§ Work to complete: Transcribe each record as written.

(Dataset entries)
++++++++

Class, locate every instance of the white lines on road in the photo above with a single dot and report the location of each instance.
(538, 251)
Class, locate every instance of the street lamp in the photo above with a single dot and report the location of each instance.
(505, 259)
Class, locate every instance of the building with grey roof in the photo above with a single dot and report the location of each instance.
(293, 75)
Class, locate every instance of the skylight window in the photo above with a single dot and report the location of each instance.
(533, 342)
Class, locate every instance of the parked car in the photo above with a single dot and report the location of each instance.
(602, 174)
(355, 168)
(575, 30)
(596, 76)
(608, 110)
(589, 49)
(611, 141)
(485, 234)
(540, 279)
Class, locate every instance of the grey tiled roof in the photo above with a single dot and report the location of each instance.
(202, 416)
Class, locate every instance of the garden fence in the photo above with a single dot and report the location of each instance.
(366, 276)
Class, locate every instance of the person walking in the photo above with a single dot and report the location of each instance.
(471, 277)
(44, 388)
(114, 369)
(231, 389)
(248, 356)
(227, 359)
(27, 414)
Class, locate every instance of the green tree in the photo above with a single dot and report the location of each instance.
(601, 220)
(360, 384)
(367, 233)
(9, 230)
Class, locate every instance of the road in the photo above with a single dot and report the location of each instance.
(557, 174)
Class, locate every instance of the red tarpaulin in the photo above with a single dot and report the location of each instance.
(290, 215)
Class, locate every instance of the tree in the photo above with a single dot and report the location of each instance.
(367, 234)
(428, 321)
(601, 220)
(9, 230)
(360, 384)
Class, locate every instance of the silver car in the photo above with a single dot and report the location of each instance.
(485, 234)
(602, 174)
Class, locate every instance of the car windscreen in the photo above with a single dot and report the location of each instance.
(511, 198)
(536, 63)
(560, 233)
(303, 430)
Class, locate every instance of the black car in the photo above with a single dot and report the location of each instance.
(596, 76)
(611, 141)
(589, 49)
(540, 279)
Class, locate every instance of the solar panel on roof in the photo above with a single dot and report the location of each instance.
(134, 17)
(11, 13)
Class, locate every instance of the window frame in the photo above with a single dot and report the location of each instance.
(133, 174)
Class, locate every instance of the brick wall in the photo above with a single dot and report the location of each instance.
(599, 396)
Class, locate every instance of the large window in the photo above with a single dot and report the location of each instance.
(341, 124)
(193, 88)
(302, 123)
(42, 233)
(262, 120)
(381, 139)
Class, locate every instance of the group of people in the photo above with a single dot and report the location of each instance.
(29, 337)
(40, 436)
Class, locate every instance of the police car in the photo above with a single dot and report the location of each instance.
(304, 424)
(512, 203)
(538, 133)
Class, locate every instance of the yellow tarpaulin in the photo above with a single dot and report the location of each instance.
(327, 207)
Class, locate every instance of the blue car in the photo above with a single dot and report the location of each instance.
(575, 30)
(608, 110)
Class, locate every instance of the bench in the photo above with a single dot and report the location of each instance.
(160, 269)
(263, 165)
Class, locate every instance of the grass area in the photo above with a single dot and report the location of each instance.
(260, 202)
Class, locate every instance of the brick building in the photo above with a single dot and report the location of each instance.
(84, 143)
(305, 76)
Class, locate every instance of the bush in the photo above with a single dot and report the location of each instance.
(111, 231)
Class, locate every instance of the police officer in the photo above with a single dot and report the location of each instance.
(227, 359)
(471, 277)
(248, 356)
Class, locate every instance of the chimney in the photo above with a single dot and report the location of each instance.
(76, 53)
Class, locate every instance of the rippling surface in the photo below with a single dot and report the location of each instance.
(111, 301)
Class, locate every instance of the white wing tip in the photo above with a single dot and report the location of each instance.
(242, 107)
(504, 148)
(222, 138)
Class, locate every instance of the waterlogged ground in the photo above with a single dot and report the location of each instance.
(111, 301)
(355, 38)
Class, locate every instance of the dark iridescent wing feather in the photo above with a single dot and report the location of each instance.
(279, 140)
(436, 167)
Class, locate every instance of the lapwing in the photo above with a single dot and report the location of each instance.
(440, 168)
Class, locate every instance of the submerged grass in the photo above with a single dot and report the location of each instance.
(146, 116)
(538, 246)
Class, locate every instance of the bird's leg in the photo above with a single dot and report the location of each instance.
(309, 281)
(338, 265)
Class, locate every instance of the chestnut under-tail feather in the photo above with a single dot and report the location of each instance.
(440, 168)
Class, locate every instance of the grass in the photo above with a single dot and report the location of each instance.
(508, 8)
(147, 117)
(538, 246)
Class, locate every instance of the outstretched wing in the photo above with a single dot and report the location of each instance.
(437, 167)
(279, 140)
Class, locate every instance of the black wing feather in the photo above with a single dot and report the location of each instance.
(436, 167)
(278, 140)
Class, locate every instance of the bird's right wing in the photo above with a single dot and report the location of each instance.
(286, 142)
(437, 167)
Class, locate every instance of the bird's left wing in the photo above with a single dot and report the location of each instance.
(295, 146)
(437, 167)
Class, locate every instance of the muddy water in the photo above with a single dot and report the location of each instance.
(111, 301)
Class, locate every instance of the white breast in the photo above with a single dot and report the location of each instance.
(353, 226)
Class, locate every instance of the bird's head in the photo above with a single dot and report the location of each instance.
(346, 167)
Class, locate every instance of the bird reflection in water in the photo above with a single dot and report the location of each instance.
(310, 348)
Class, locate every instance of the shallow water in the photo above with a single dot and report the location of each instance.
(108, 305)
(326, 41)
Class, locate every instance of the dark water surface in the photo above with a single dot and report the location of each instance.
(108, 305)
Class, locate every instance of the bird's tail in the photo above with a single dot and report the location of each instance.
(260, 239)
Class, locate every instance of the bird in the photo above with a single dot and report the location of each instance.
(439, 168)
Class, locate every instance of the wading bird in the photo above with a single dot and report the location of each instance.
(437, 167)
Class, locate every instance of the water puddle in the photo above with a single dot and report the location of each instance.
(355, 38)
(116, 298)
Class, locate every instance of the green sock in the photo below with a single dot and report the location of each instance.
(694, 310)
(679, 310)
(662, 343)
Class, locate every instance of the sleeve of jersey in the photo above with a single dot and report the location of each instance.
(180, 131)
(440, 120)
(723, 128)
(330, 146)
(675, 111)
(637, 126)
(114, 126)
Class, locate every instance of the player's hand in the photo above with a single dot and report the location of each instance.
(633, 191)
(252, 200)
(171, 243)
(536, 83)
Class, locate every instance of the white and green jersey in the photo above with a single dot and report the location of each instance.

++++++++

§ The completed task:
Class, locate every instance of the white lines on road in the photo above with a single dot and report the location of each instance.
(538, 251)
Class, locate every instance of the street lamp in the photo above with a single dot and report the location of each instance.
(505, 259)
Class, locate every instance of the building with grey roof in the photo above with a single dot and report the location of each instance.
(293, 75)
Class, locate every instance of the skylight window in the photo above with a single dot and report the location of each instance.
(533, 342)
Class, locate every instance of the parked car in the photo above with a single dot and report the location of each instance.
(602, 174)
(355, 168)
(575, 30)
(596, 76)
(608, 110)
(589, 49)
(611, 141)
(485, 234)
(540, 279)
Class, locate every instance of the grey tiled roof in the photo above with a single dot and report the location of each instance.
(202, 416)
Class, locate every instance of the garden fence in the photo above with a single dot and report the location of each instance.
(366, 276)
Class, locate every instance of the person walking in the photo above with a single dot and report the location of each instance.
(471, 277)
(44, 388)
(114, 369)
(231, 389)
(248, 356)
(227, 359)
(27, 414)
Class, locate every instance of the green tree in the photo above with a single dot and report the location of each instance.
(601, 220)
(360, 384)
(367, 233)
(9, 230)
Class, locate every instance of the road in the photo above with a single dot and report the location of each instance.
(557, 174)
Class, locate every instance of the red tarpaulin in the photo above with a single dot and report the location of each instance.
(290, 215)
Class, locate every instance of the tree in the photo above with a single dot and report the location of each instance.
(367, 234)
(428, 321)
(601, 220)
(9, 230)
(360, 384)
Class, locate every instance of the silver car in the photo above with a single dot and report the location of each instance.
(485, 234)
(602, 174)
Class, locate every instance of the car windscreen in the photo above with a single dot and report the location of each instance.
(511, 198)
(536, 63)
(560, 233)
(303, 430)
Class, locate every instance of the black car in the photo above with a single dot and report the location of each instance.
(596, 76)
(611, 141)
(589, 49)
(540, 279)
Class, locate every instance of the solar panel on roof in the photo above with a single dot and report the location of each instance.
(134, 17)
(11, 13)
Class, locate every instance of the window frame in the photo above with a single dot and report the location of each instance.
(133, 174)
Class, locate every instance of the brick wall in the photo above with a single dot and report the location of each instance.
(599, 396)
Class, locate every instance of the large window in the photo above with a single dot and report the location of each instance.
(341, 124)
(193, 88)
(302, 123)
(42, 233)
(262, 120)
(381, 139)
Class, locate every instance of the group of people in the photo above with a single dot and report the location of each instance.
(29, 337)
(40, 436)
Class, locate every instance of the police car in the photo above with a single dot and report the location of each instance.
(304, 424)
(512, 203)
(538, 133)
Class, locate every instance of the yellow tarpaulin in the photo above with a single dot and report the location of each instance.
(327, 207)
Class, locate every instance of the blue car in the photo above with a single dot and report the location of each instance.
(575, 30)
(608, 110)
Class, locate every instance of the bench in the photo above with a single dot and report the location of each instance.
(160, 269)
(263, 165)
Class, locate every instance of the grass area in the photo above with a single dot and report the location of each instance.
(260, 202)
Class, locate every instance of the brick building in the photo above with a single dot and report the location of each instance.
(84, 143)
(305, 76)
Class, locate every instance of the bush in the photo above with a single dot and report the location of each instance.
(111, 231)
Class, locate every instance of the police officer in the photo above with a single dot and report the location of each instance.
(227, 359)
(471, 277)
(248, 356)
Class, locate every instance of the chimney in the photo above with a single dot and report the location of each instance.
(76, 53)
Class, locate every instance of the rippling surface in the photo below with a single dot and report the location of each instance.
(111, 301)
Class, locate every instance of the white wing tip in the photo above with a single dot and report the location of each instance.
(242, 107)
(504, 148)
(222, 138)
Class, locate every instance of the waterlogged ground in the photo above with a single dot and report the location of each instance.
(111, 301)
(355, 38)
Class, locate every instance of the dark iridescent wing feather in the photo above with a single dot and report the location of each instance.
(279, 140)
(436, 167)
Class, locate every instance of the lapwing in the photo above with a single dot and report the location of each instance.
(440, 168)
Class, locate every instance of the submerged grass in the photo above with a single dot and report the location of each instance.
(146, 116)
(538, 246)
Class, locate every instance of the bird's leg in the photo above with a single dot and report the location of each instance.
(309, 281)
(338, 265)
Class, locate every instance of the chestnut under-tail feather in the photo above with a single dot and report the location of each instance.
(440, 168)
Class, locate every instance of the grass in the photo above with a single dot and report the location of each instance.
(508, 8)
(147, 117)
(538, 246)
Class, locate every instance of the outstretched wing in the photo above with a single dot and report the location of each instance.
(437, 167)
(279, 140)
Class, locate every instance of the black wing feather in the photo above with a single dot and report the location of each instance.
(436, 167)
(278, 140)
Class, locate every instance of the bird's right wing in the photo above with a single dot and report the location of each instance.
(286, 142)
(437, 167)
Class, locate every instance of the bird's left wing in the photo above with a single dot and report the location of each instance.
(295, 146)
(437, 167)
Class, locate every instance of the muddy water in the photo above with a single dot and report the location of each instance.
(111, 301)
Class, locate every instance of the white breast in the photo above with a single dot and report the location of each instance.
(353, 226)
Class, locate every instance of the bird's head in the photo above with a single dot and report the location of each instance.
(346, 167)
Class, locate every instance of the bird reflection in water in the photo above with a single dot and report the location of each instance.
(310, 348)
Class, locate every instance of the shallow water in the photo above with a single dot and report the location of each instance.
(108, 305)
(326, 41)
Class, locate every instance of the dark water surface in the photo above with a single dot and report the location of each instance.
(108, 305)
Class, locate every instance of the bird's tail in the photo above with a single dot and report the location of each instance.
(260, 239)
Class, locate every instance of the bird in the photo above with a single dot and report the location of each instance.
(439, 168)
Class, locate every instance of the wading bird in the photo above with a single dot and report the location of each instance.
(437, 167)
Class, locate every instance of the water puddle in the photo above with a single dot and report the location of each instance.
(355, 38)
(116, 298)
Class, locate every instance of the green sock in the photo below with a single dot and report the location of each instance.
(694, 310)
(679, 310)
(662, 343)
Class, locate every instance of the sleeve of jersey in the photo above with a single dot and report the location of each instance.
(180, 131)
(440, 120)
(723, 128)
(330, 146)
(675, 111)
(637, 126)
(114, 126)
Class, locate every instance of the player's hand in the photo above with a single dot and report the location of each instance.
(633, 191)
(252, 200)
(171, 243)
(536, 83)
Class, locate every instance of the white and green jersey in the photo above with a single dot and report the location of each instance.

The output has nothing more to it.